### Data to examine ###

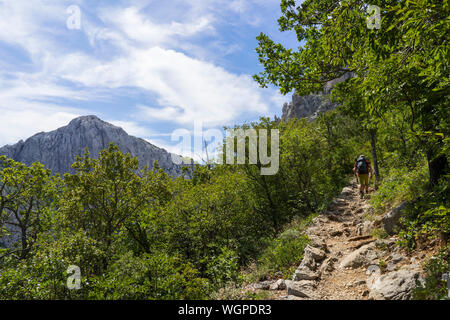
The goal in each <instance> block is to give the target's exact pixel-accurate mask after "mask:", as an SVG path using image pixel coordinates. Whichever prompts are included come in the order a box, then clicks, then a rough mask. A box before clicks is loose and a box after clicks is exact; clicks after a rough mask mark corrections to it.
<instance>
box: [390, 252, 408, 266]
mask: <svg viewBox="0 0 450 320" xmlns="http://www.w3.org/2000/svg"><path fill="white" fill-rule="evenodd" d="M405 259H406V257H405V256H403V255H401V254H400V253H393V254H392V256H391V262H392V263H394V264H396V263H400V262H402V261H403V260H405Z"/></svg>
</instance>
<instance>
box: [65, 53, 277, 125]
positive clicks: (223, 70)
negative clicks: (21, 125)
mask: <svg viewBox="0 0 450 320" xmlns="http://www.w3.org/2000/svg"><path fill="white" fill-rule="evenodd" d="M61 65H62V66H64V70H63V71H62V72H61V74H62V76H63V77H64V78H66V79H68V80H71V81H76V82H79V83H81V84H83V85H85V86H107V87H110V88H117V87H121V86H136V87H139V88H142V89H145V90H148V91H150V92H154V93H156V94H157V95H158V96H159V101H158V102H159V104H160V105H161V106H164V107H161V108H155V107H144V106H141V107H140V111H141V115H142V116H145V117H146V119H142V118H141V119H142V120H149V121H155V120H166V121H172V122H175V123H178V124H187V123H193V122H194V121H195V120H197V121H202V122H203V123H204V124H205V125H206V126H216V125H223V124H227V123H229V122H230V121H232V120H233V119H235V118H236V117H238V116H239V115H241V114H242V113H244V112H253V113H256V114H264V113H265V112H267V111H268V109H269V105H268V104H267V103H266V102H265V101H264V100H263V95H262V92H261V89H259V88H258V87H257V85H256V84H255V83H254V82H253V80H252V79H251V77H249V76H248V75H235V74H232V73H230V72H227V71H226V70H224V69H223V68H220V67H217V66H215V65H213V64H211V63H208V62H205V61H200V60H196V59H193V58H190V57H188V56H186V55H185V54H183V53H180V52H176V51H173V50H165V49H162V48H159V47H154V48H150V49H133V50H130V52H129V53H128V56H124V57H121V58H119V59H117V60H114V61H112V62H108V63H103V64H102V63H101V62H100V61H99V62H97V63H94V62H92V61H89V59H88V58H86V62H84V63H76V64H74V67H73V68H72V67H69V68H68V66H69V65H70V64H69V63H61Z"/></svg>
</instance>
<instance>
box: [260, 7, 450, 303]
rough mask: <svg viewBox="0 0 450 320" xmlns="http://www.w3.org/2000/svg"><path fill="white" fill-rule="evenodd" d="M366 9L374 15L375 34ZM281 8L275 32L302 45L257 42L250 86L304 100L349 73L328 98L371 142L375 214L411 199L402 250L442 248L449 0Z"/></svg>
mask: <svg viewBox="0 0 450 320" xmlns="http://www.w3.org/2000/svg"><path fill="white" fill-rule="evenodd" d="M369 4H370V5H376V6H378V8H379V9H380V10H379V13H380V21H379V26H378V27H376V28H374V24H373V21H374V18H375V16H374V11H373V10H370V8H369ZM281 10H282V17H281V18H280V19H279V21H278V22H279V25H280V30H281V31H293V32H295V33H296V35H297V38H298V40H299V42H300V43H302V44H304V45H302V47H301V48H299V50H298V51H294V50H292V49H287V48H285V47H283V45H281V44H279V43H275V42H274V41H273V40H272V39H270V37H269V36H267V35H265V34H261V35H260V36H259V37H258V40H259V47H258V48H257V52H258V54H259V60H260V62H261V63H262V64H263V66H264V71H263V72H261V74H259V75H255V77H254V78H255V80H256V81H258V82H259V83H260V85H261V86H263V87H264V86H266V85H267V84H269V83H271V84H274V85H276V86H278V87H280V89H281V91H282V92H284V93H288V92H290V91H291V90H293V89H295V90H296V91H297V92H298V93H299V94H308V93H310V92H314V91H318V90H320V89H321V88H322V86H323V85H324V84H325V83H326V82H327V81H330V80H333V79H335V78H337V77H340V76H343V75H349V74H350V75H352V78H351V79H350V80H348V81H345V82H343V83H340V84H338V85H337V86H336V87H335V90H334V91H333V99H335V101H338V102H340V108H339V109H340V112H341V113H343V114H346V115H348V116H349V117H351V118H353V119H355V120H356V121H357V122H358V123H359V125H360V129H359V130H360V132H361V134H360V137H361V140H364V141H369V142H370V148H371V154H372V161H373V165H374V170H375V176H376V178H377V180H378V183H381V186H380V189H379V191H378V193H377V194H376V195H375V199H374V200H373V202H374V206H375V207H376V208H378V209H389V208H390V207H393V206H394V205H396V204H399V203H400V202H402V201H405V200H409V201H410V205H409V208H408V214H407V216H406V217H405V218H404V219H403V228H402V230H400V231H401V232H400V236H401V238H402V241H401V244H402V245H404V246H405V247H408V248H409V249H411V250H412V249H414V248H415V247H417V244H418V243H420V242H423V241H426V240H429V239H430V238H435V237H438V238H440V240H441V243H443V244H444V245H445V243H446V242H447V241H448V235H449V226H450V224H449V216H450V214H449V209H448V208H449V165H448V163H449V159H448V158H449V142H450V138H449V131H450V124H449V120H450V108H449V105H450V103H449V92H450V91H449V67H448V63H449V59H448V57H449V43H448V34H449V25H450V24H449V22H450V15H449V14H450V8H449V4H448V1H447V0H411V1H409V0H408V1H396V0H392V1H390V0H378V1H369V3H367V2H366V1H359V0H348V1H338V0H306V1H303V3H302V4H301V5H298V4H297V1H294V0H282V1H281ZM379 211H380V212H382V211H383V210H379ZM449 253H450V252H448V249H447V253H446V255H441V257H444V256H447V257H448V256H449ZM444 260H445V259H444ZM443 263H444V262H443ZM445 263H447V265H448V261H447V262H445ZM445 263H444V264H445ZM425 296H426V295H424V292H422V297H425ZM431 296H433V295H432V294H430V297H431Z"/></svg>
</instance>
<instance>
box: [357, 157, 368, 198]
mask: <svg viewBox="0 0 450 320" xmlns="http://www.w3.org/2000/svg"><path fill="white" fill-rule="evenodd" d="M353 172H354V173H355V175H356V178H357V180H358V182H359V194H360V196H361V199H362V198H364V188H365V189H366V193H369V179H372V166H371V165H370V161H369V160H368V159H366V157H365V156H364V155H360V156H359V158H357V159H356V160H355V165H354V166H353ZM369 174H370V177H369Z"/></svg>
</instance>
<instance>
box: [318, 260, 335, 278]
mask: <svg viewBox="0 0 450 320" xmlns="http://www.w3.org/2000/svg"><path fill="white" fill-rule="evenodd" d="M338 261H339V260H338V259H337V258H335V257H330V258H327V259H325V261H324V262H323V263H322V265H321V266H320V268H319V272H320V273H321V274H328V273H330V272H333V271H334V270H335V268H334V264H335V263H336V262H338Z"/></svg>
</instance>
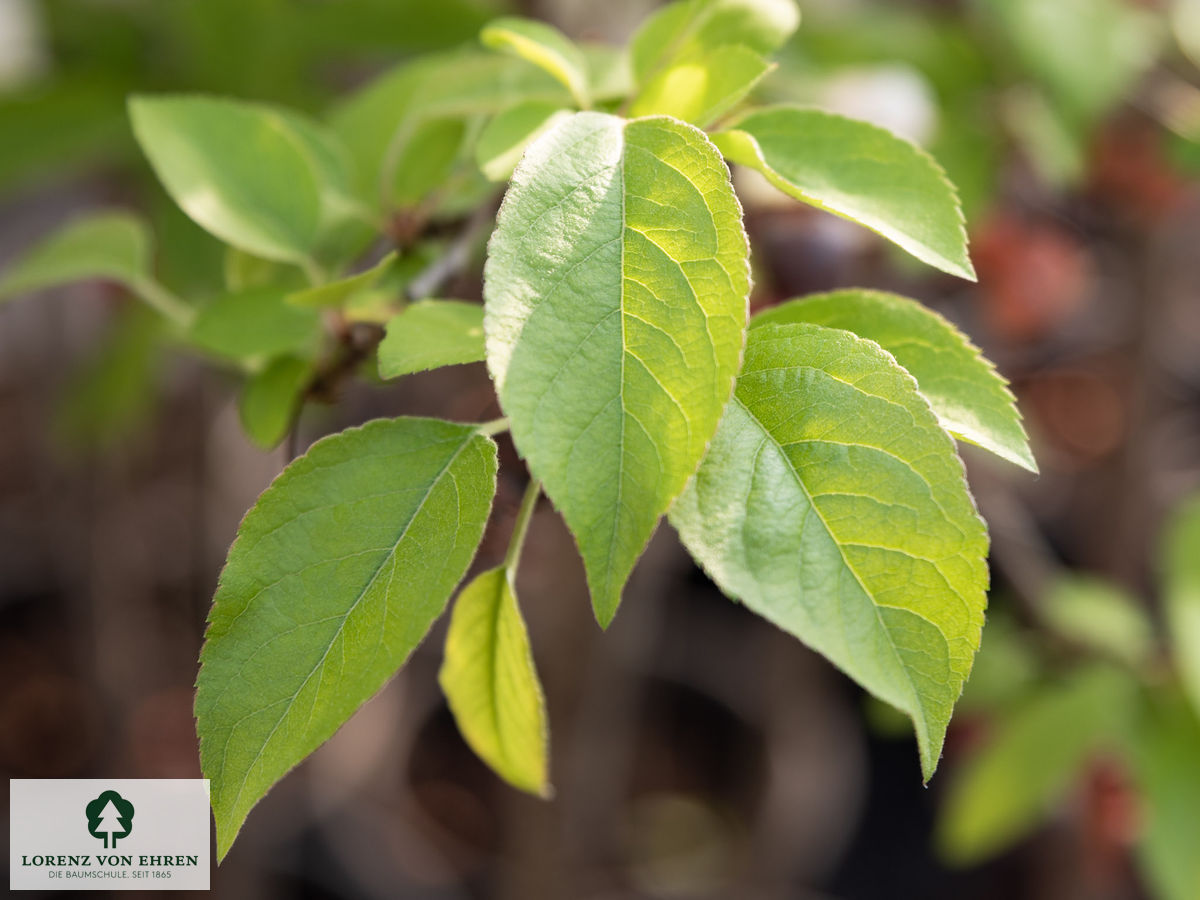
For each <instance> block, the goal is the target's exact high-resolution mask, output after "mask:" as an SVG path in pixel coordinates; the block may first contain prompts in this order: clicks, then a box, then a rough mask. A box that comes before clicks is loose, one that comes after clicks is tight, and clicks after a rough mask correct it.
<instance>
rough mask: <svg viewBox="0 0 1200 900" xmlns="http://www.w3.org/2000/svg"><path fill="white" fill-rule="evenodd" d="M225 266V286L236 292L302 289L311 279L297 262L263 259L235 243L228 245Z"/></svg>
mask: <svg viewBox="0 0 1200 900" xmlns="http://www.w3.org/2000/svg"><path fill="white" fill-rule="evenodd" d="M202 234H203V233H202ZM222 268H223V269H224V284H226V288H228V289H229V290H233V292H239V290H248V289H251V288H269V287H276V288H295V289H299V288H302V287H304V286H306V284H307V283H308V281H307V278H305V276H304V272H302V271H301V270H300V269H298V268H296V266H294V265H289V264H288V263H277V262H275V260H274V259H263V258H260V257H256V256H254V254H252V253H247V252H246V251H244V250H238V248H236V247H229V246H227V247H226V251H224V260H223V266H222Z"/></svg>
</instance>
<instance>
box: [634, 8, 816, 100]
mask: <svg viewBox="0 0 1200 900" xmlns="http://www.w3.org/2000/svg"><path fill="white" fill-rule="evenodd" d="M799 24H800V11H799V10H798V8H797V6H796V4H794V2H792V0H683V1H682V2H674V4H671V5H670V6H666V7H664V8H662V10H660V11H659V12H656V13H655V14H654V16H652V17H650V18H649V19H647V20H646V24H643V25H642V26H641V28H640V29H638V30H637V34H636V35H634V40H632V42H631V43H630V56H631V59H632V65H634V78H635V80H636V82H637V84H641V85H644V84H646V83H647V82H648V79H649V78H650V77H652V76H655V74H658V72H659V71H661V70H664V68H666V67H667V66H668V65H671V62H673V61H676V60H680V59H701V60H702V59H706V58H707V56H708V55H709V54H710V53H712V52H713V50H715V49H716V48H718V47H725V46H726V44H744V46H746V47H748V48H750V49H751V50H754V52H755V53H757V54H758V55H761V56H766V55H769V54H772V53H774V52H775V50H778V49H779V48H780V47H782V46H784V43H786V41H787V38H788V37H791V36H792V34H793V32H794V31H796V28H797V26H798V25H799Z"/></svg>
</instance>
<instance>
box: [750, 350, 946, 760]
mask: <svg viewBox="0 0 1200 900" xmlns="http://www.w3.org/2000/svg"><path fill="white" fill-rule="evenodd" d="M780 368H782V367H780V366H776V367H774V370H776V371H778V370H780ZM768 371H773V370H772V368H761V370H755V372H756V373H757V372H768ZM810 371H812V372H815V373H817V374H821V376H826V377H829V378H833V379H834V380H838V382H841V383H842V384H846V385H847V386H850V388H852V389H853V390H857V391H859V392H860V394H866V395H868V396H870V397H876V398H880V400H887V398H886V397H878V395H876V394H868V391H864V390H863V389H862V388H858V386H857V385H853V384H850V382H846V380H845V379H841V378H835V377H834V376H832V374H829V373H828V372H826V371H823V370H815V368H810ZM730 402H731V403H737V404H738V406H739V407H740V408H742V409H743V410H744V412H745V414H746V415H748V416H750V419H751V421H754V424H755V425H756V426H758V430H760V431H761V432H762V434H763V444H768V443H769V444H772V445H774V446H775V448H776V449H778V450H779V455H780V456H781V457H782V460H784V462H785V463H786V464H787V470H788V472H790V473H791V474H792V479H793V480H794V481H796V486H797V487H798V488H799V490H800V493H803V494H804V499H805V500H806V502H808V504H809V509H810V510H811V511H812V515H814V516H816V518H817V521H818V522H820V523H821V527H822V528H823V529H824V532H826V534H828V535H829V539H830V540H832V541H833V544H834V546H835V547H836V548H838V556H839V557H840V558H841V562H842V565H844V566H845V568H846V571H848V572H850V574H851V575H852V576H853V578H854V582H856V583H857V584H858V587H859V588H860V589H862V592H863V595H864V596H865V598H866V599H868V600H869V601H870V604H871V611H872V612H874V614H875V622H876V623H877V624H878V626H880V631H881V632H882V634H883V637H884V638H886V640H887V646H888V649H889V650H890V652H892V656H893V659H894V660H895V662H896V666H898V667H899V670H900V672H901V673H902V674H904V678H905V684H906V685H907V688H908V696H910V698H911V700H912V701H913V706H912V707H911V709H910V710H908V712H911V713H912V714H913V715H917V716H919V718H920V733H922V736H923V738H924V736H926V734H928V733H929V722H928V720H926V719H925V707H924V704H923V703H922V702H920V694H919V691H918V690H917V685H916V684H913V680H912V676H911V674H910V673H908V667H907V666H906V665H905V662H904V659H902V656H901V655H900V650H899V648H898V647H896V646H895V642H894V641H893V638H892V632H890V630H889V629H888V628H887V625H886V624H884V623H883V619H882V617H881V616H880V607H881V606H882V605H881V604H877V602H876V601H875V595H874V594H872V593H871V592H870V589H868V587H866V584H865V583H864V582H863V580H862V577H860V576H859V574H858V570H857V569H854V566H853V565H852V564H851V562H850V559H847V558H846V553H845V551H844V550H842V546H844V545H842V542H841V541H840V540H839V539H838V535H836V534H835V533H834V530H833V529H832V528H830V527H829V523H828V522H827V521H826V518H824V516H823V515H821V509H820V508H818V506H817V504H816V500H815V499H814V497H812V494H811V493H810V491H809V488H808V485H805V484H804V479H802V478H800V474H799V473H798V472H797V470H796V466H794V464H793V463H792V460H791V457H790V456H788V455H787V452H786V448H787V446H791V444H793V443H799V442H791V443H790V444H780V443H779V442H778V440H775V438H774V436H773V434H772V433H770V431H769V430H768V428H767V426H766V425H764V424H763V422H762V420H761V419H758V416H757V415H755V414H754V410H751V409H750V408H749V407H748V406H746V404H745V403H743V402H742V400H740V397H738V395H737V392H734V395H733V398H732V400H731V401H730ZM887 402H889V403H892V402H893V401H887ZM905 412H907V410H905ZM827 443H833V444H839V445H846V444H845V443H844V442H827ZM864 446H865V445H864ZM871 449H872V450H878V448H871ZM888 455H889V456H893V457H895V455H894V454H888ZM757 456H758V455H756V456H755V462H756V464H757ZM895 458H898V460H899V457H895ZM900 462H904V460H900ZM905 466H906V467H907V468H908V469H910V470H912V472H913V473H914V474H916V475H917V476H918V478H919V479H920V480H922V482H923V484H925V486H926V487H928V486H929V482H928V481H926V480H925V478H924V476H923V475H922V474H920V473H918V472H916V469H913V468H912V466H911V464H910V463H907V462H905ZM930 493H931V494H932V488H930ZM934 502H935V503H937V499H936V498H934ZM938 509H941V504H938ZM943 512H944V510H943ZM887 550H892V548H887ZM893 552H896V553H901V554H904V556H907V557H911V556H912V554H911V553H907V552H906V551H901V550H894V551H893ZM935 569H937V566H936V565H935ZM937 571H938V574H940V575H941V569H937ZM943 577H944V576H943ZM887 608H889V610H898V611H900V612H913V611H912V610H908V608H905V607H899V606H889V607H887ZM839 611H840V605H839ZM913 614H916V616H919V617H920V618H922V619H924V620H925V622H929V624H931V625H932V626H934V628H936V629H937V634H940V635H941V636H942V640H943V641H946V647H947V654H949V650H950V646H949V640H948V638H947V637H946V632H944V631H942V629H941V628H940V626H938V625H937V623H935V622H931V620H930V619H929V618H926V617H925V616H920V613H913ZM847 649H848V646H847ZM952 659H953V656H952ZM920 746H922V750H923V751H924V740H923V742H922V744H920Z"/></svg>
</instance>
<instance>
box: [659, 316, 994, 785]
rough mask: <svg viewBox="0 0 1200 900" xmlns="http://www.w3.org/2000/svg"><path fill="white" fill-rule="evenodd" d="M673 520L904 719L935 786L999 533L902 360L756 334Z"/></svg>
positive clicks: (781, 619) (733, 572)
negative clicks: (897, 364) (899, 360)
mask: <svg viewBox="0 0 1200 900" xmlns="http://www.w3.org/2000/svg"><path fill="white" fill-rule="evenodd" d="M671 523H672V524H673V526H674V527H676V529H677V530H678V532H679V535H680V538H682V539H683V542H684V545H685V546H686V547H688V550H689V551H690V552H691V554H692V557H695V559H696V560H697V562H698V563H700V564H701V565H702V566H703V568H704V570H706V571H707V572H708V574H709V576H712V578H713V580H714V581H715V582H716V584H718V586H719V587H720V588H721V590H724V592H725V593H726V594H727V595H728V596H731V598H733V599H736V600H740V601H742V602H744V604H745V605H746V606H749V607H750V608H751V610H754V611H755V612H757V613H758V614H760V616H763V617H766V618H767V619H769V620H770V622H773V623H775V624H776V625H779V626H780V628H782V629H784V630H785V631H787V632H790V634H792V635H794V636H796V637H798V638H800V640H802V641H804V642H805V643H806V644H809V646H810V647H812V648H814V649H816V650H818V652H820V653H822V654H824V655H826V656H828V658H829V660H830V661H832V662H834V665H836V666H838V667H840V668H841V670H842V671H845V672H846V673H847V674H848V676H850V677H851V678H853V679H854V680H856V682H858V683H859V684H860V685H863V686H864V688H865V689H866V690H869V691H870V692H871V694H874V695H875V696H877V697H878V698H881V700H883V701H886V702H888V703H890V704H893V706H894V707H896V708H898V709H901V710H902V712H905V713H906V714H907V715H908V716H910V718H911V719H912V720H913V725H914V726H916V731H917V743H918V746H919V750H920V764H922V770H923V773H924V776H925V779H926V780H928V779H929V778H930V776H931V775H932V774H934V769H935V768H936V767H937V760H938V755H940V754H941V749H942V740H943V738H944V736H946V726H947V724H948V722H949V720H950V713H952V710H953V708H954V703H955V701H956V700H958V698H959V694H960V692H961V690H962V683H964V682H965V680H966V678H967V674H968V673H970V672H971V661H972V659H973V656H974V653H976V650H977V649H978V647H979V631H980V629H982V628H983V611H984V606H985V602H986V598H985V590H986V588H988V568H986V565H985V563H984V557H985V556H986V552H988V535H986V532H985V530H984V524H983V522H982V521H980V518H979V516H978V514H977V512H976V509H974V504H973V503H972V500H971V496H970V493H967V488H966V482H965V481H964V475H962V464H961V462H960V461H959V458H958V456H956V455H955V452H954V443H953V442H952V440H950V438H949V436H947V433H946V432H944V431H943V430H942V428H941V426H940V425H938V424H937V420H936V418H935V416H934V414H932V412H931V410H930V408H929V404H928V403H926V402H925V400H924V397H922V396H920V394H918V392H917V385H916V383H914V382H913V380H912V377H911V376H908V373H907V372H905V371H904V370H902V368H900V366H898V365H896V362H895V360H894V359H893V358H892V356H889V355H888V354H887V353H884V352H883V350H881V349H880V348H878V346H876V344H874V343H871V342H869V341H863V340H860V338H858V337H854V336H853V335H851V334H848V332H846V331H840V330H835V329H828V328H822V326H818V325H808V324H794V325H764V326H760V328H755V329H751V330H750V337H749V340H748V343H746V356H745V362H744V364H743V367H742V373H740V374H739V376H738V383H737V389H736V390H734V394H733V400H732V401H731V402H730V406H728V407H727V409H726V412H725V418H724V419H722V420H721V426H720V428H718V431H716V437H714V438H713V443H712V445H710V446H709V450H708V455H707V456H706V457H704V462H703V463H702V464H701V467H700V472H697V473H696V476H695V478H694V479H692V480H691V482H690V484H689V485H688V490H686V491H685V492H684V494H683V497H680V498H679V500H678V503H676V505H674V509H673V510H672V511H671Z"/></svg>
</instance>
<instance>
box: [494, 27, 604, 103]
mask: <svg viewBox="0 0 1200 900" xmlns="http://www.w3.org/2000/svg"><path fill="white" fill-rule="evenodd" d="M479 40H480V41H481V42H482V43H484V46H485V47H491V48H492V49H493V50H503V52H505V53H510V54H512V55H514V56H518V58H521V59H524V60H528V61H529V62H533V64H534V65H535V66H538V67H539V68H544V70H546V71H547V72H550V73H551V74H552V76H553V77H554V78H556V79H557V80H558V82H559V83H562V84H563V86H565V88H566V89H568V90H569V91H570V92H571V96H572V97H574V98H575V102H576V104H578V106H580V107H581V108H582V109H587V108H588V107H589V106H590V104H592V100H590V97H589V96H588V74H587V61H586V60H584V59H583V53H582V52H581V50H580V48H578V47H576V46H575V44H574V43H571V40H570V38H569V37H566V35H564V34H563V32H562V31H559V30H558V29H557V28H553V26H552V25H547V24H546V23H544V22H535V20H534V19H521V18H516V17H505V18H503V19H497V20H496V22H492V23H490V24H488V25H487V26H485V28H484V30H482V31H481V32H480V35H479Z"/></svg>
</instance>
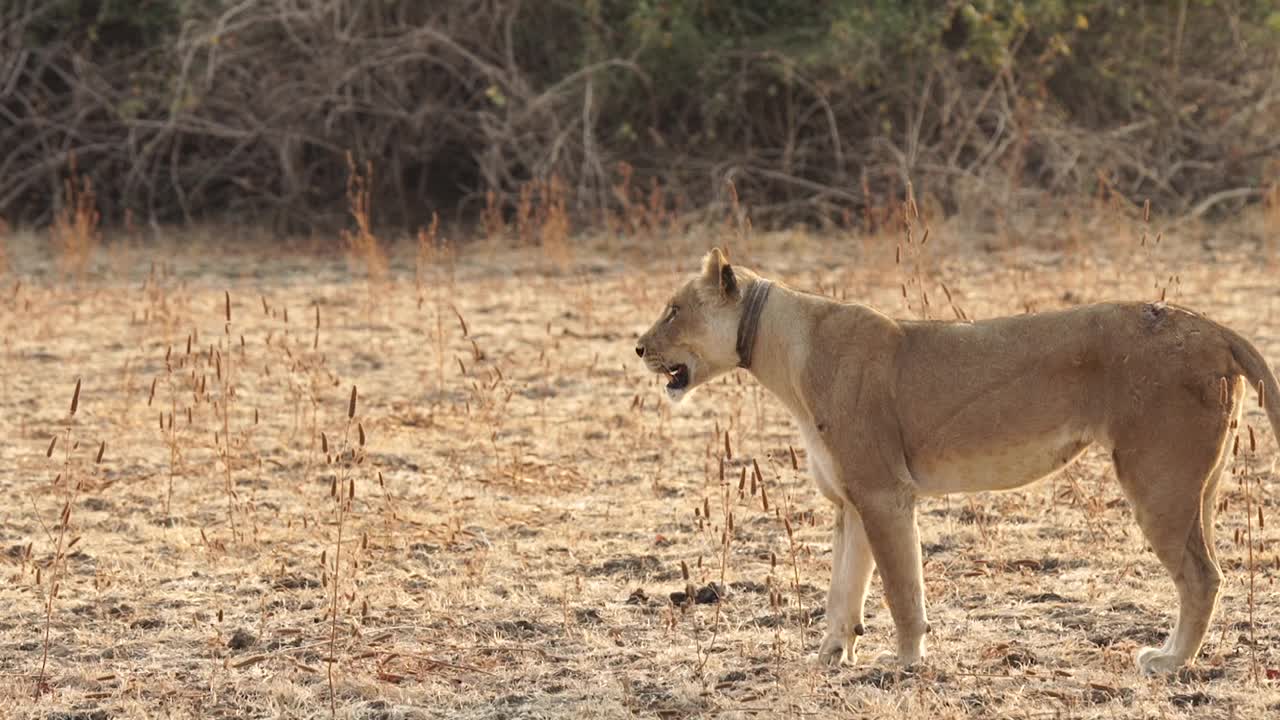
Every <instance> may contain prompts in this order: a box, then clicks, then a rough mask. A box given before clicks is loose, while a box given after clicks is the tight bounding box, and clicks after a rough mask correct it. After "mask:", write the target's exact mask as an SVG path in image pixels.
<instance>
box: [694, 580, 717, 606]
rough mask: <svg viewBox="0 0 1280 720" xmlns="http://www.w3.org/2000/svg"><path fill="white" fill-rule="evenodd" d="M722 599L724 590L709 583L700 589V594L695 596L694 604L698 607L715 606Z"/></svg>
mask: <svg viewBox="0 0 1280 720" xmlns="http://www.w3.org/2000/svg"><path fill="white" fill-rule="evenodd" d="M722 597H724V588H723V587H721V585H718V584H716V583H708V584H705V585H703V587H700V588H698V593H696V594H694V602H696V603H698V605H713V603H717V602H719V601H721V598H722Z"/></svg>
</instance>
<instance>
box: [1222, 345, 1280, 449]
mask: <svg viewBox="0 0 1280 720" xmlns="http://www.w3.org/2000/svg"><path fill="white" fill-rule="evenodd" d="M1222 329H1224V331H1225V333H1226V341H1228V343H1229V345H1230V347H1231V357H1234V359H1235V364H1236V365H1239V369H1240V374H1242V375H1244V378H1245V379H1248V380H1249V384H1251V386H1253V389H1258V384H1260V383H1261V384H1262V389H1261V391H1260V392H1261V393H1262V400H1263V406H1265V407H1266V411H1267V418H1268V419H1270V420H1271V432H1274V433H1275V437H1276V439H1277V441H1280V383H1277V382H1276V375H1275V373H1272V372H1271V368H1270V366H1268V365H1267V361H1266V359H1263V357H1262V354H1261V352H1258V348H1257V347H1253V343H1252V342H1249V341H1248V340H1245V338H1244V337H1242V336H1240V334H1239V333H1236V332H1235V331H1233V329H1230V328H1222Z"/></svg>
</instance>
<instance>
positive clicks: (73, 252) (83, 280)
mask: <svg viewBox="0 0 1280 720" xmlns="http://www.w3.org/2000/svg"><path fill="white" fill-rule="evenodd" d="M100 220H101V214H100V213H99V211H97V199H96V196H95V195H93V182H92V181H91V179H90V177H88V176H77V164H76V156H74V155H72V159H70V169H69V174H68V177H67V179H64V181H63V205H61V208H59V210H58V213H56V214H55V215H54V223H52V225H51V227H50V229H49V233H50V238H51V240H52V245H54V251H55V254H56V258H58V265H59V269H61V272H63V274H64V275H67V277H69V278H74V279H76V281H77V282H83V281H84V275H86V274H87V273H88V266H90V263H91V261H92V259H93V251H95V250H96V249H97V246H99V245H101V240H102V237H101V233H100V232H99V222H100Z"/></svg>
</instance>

###

_What the exercise asks_.
Show every line of the listing above that contains the word "then", treating uppercase and lowercase as different.

_Task answer_.
The goal in each <instance> block is to give the target's exact pixel-accurate mask after "mask:", as an SVG path using image pixel coordinates. Whichever prompts are included come in the order a box, then clicks, then a rough mask. A box before clicks is loose and a box after clicks is exact; clicks after a rough mask mark corrections to it.
For each <instance> block, the goal is the target's exact high-resolution mask, output after "mask:" as an SVG path in pixel coordinates; the block may first contain prompts in this order: clicks, then a box, then a rough mask. A box that comes before clicks is loose, one that comes after clicks is tight, and clicks after a rough mask correct it.
Every <instance> may contain prompts in this order: a box, then clicks, then a rough mask. A box given before clicks is loose, while a box given after clicks is the tight bounding box, and clicks after a rough mask correct it. After "mask:", write the target's exact mask as an SVG path in image pixels.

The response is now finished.